### Short task 1:
Shift the rows from the line with "the black glove" through the end of the rows by adding -72 to every coordinate in the answers, and give all those lines again with the requests included. Leave the requests and their sample points as they are.

Santosh Kumar Gangwar (born 1 November 1948) is an Indian politician and the former Minister of State with independent charge in the Ministry of Labour and Employment in the Government of India. He is a Member of Parliament (16th Lok Sabha), former minister of state in Government of India and a leader of Bharatiya Janata Party (BJP). He has been Member of Parliament for the city of Bareilly since 1989 till date (except 2009–2014). He was also the chief whip of the party in 14th Lok Sabha. He faced defeat in the 15th Lok Sabha Elections, 2009 by a very narrow margin. Gangwar was the chairman of the PAC Public Accounts Committee (India) in 2009. He has been elected as Member of Parliament in 16th Lok Sabha. He won by a margin of over 2.4 lakh votes over his rival candidate in 2014 general election. He resigned from the post of cabinet minister ahead of the cabinet reshuffle in July 2021.He is currently the Chairperson of the Committee on Public Undertakings.

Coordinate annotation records
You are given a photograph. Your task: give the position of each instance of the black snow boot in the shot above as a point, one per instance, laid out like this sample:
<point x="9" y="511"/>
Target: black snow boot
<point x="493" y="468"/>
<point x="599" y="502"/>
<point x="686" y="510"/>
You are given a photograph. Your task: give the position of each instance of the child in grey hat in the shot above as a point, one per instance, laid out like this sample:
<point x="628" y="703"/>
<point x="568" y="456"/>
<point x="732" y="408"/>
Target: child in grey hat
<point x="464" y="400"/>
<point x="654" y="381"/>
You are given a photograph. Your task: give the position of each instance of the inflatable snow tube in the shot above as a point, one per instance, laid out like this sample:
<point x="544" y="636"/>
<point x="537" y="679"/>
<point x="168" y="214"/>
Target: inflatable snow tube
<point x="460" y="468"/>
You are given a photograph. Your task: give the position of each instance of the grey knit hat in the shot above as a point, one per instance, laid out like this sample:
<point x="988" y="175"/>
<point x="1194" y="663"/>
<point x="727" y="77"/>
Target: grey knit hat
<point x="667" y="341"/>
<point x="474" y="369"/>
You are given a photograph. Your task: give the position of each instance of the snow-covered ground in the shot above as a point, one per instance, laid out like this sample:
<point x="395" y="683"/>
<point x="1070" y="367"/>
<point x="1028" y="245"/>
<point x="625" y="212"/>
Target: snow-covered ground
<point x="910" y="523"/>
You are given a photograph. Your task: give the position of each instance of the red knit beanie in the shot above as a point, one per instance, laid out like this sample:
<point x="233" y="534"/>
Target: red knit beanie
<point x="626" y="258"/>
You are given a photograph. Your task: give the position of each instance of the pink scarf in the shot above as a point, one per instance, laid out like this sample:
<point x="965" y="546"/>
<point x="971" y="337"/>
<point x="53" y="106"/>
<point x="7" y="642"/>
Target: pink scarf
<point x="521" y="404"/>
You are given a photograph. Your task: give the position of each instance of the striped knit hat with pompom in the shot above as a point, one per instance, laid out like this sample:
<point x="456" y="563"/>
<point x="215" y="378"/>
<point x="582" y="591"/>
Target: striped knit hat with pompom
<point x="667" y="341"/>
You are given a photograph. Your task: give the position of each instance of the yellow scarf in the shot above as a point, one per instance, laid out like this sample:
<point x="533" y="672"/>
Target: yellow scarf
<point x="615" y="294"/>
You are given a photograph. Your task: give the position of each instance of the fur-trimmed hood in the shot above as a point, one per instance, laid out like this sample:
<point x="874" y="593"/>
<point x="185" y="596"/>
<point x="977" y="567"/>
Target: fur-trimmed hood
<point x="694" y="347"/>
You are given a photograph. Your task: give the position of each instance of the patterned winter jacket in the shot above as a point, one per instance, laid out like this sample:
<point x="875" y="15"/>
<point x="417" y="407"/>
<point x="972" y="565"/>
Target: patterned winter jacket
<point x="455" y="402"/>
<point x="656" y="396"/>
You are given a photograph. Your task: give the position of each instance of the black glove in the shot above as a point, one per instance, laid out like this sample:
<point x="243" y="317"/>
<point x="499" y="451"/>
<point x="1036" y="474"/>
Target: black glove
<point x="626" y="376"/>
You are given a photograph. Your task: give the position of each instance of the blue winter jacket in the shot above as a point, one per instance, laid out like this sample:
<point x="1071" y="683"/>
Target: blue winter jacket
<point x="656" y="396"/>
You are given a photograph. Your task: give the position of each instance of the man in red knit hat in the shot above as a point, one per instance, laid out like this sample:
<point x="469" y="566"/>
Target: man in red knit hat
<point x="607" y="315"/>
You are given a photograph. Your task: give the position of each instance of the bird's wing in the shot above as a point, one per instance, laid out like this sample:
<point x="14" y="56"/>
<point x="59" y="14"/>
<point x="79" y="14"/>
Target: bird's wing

### Short task 2:
Answer from the passage on Santosh Kumar Gangwar:
(a) On what date was he born?
(b) By what margin did he win in the 2014 general election?
(c) Of which committee is he currently the Chairperson?

### Task solution 1:
You are given a photograph. Your task: give the position of each instance of the black glove in the shot above as a point, one per instance, laid out like this sample:
<point x="243" y="317"/>
<point x="499" y="451"/>
<point x="1036" y="474"/>
Target: black glove
<point x="554" y="304"/>
You are given a photograph. Your task: give the position of each instance of the blue winter jacket in the shot above as a point, one per instance, laid out like this sample:
<point x="1071" y="683"/>
Target: blue winter jacket
<point x="584" y="324"/>
You are given a photograph. Your task: give the position of each instance of the man in red knit hat in the shot above as a point, one per instance, laid out like this sample:
<point x="469" y="566"/>
Target: man in red knit hat
<point x="535" y="243"/>
You are given a photograph. Your task: give the position of each instance of the bird's wing in the shot above as a point, one per instance, laid out like this sample:
<point x="14" y="56"/>
<point x="59" y="14"/>
<point x="79" y="14"/>
Target: bird's wing

### Task solution 2:
(a) 1 November 1948
(b) Over 2.4 lakh votes
(c) The Committee on Public Undertakings